Lower the portcullis.
Pull up the drawbridge.
-What? How do you mean?
-Couples do that, don't they?
They turn to each other,
and all we see is their backs.
So, what am I to do, Billy?
No one wants to take me on, apparently.
I'm too daunting a prospect.
I could give it a go.
Don't be silly, you're a friend.
Yes, but isn't that the first quality
one should look for in a husband?
In the olden days,
people weren't confused.
People married for sensible reasons.
Marriage was a consolidation of assets.
Also of other things.
-Of friendship and values.
-[scoffs]
Outlooks.
We'd breed derby winners,
have an army of children...
-Billy...
-Look, and I'd know the ropes.
I know the rules. Your family all know me,
and I think are not averse.
-Oh, they adore you.
-And I you.
Always have.
I'm your Old Faithful, after all.
-[music concludes]
-[guests clapping]
[chuckles]
[sighs]
[Elizabeth] Mummy said something
interesting the other day.
-Oh?
-[sighs]
She said that the first ten years
of marriage are just an overture.
That there's often a crisis at ten years,
but then you work it out and settle in...
and it's only then
that it really gets into its stride.
Oh.
Do you suppose
that's what's happened to us?
Possibly.
I was thinking, perhaps we should have
a big anniversary party this year.
To celebrate hitting our stride.
All right.
[phone rings]
Yes?
All right. [mouths] It's Margaret.
[Elizabeth on phone] So how was it?
☆ ☆ ☆ ☆ ☆ ☆ ☆
* _Directive 1_
Count the lines in the records below that contain the word "dark", and give only that number.

* _Records for the exercise_
☆ ☆ ☆ ☆ ☆ ☆ ☆
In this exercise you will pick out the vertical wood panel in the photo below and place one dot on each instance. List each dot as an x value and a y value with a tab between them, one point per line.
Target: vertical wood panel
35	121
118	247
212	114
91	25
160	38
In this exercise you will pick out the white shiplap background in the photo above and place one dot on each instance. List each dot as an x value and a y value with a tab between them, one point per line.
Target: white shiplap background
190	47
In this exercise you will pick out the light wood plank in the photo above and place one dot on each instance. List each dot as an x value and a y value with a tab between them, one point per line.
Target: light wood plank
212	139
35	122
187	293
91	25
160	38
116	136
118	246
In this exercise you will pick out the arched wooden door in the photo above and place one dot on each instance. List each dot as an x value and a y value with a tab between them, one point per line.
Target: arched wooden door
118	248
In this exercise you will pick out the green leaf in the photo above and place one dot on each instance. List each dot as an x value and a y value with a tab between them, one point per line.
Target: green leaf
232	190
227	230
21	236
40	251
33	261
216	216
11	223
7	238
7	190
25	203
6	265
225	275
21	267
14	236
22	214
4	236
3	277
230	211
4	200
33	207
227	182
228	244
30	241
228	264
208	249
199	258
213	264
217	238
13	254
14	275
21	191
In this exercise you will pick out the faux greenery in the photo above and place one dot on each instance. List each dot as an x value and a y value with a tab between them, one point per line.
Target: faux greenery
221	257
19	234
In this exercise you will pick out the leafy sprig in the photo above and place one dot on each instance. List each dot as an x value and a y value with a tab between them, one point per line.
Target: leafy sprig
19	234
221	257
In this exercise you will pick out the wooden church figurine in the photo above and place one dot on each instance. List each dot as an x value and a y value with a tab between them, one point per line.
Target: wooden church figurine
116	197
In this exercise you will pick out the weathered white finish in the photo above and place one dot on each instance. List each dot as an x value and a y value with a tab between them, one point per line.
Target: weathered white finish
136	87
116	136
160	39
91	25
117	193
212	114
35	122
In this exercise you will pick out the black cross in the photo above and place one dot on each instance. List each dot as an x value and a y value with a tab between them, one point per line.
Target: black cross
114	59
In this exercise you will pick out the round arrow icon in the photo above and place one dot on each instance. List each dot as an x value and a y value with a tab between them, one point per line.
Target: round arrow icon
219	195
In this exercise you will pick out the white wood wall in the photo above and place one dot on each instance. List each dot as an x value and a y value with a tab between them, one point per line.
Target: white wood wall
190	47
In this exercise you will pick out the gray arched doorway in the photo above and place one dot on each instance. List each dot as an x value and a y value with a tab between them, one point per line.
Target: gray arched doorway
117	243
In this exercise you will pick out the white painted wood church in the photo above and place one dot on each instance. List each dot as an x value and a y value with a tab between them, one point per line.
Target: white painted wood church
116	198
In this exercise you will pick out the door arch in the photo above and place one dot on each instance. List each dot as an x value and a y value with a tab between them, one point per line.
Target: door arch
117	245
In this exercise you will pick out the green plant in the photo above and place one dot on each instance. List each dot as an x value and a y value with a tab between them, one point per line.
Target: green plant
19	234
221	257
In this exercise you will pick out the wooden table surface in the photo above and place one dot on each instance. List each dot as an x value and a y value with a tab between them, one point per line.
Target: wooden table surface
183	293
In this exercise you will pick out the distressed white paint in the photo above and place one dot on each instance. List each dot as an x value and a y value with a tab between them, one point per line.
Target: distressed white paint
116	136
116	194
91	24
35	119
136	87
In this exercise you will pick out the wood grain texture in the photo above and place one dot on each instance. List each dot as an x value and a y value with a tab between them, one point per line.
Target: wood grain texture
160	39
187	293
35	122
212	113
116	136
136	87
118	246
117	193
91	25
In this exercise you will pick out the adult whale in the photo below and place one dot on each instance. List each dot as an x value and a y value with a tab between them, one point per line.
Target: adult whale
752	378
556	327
☆ ☆ ☆ ☆ ☆ ☆ ☆
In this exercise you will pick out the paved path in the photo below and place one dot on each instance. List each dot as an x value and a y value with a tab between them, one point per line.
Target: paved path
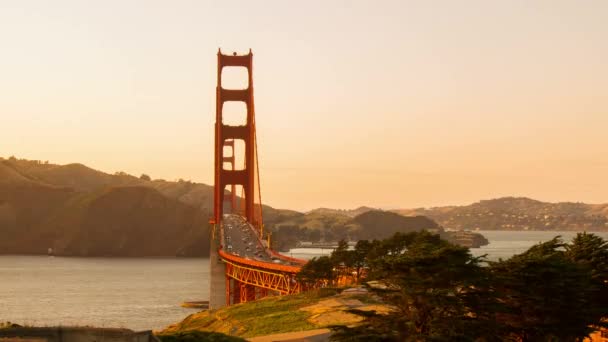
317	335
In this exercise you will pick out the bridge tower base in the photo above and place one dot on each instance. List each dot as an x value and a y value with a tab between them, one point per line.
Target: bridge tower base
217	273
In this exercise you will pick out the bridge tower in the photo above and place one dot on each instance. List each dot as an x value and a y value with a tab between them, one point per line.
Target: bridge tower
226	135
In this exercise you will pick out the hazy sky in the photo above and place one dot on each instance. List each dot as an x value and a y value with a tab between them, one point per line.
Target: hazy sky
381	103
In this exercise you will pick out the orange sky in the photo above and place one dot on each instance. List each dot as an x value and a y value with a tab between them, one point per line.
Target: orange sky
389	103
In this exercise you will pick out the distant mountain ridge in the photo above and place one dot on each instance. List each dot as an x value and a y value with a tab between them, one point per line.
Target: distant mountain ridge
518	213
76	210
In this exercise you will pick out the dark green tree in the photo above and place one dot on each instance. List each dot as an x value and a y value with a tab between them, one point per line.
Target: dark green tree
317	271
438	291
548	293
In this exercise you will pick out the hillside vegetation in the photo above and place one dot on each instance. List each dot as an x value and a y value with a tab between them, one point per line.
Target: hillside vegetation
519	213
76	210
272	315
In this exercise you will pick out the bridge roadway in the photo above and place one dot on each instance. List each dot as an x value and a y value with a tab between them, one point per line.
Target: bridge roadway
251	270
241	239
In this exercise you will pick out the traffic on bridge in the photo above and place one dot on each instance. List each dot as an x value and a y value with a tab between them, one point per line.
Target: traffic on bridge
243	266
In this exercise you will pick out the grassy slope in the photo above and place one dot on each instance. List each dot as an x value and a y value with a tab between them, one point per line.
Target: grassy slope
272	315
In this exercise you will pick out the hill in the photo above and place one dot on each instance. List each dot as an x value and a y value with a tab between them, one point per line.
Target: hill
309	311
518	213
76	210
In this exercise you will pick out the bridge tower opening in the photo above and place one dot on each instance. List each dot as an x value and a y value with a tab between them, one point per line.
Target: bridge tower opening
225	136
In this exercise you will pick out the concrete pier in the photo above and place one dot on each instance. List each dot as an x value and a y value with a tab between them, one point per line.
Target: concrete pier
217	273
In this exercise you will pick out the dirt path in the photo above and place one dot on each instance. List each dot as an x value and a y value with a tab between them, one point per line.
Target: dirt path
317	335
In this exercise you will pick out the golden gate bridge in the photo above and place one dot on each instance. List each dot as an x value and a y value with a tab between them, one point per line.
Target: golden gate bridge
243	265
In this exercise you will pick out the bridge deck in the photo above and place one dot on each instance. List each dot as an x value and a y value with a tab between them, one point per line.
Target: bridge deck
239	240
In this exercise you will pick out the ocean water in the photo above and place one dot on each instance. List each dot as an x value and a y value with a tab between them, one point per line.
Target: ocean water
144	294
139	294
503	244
☆ ☆ ☆ ☆ ☆ ☆ ☆
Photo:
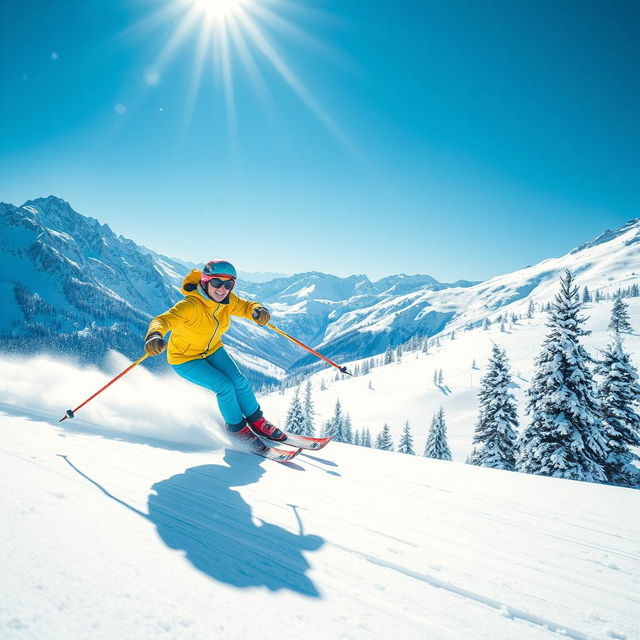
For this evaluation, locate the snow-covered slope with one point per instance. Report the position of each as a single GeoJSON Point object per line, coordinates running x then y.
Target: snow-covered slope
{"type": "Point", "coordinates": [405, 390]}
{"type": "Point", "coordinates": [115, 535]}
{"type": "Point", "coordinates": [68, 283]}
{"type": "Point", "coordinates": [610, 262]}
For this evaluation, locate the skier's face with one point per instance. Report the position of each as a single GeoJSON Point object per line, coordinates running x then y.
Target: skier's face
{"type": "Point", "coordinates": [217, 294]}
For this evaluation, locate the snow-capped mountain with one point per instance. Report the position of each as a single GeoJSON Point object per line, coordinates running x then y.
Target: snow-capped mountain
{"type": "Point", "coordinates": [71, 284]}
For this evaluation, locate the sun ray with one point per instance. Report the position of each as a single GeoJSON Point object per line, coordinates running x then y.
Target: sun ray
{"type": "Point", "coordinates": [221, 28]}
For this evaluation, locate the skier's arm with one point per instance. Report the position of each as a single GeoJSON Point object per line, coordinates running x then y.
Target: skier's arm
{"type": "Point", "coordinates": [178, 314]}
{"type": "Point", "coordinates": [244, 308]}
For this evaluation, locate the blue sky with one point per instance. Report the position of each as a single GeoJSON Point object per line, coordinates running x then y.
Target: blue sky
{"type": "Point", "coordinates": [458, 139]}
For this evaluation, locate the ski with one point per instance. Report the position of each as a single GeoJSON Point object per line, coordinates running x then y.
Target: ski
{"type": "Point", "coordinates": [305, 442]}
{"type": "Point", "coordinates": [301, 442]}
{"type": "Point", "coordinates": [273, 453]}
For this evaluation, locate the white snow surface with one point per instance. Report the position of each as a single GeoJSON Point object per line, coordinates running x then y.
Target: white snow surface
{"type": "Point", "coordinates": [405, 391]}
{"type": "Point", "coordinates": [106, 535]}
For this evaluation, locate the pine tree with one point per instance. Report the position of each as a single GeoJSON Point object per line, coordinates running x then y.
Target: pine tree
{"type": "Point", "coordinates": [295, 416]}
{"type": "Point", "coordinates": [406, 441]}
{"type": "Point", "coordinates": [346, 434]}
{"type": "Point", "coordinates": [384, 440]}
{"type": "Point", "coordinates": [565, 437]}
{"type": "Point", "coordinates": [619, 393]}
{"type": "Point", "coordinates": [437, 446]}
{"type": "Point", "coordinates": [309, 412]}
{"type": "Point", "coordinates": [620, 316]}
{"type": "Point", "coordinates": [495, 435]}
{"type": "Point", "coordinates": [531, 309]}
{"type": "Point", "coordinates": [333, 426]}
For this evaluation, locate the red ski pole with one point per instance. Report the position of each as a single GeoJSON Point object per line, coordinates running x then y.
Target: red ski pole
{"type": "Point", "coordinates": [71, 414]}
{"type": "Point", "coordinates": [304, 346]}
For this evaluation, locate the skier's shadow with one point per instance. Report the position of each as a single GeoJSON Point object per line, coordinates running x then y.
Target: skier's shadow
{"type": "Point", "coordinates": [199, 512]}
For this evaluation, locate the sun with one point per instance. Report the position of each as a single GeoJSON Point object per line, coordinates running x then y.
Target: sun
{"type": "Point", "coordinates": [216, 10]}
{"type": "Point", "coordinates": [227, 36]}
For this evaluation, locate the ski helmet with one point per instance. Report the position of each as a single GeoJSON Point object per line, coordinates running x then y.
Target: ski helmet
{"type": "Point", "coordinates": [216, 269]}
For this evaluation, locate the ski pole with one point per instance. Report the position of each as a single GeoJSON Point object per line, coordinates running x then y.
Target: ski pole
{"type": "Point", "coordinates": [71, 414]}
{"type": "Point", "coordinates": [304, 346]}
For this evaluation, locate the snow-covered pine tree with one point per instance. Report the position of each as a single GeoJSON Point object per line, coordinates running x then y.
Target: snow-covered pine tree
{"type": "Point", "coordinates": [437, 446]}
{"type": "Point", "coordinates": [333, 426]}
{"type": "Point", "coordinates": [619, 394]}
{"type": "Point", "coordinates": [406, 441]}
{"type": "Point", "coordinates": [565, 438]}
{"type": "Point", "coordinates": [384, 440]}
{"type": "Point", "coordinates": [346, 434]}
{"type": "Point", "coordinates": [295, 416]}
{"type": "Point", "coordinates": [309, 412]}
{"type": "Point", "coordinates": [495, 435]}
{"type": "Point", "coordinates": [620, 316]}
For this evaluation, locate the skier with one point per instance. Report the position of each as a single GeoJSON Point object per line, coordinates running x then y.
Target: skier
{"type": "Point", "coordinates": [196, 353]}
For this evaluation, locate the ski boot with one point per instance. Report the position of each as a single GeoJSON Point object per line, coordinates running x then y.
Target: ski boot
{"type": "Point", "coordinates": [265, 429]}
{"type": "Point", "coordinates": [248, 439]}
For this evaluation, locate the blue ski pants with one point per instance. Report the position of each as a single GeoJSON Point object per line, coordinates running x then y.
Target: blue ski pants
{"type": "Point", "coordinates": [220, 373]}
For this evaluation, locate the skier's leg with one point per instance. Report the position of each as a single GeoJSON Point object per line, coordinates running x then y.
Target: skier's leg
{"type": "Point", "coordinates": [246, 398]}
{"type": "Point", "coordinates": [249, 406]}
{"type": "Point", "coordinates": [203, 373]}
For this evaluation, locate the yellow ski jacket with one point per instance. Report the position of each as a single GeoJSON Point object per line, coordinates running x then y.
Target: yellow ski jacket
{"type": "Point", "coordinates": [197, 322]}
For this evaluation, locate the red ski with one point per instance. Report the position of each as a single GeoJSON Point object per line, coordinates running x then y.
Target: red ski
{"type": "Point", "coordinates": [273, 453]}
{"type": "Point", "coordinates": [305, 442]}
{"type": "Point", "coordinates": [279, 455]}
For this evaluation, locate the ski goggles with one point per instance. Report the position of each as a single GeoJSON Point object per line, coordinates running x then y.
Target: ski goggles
☆ ☆ ☆ ☆ ☆ ☆ ☆
* _Directive 2_
Reproduce the dialogue transcript before the records word for word, everything from "So, what am" down to "people weren't confused.".

* _Correct answer 1_
2

* _Correct answer 2_
So, what am I to do, Billy?
No one wants to take me on, apparently.
I'm too daunting a prospect.
I could give it a go.
Don't be silly, you're a friend.
Yes, but isn't that the first quality
one should look for in a husband?
In the olden days,
people weren't confused.